## Required work
Count how many lines in the material below contain the word "person", treating uppercase and lowercase as different. Give only the number.

## Stored data
= = = =

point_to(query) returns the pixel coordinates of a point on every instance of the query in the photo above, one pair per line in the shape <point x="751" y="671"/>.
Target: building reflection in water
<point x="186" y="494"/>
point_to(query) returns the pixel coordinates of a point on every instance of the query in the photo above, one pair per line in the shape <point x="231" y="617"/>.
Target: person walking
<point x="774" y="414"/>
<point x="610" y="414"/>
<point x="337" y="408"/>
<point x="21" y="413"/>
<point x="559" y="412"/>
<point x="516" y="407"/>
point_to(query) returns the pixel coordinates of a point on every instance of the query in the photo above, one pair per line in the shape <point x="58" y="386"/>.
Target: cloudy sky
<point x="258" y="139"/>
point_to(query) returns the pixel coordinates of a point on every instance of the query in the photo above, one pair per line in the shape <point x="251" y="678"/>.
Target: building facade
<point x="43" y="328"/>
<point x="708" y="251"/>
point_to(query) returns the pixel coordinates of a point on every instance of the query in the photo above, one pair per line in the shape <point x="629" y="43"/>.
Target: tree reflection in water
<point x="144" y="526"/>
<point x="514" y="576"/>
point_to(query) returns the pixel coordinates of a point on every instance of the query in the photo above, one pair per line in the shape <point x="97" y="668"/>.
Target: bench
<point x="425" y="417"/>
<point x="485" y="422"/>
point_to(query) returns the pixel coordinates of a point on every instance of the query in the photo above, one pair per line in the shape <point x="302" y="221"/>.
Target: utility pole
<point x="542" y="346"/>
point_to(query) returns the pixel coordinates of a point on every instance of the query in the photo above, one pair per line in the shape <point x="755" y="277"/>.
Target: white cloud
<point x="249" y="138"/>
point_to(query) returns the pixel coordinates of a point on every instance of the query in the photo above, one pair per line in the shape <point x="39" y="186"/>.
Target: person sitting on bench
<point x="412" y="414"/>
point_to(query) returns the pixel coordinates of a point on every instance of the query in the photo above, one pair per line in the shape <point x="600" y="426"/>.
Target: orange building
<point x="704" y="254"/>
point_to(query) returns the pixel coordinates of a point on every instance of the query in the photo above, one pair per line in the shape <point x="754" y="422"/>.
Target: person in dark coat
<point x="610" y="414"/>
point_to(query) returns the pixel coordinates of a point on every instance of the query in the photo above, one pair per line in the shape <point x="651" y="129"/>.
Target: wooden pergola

= = = =

## Exercise output
3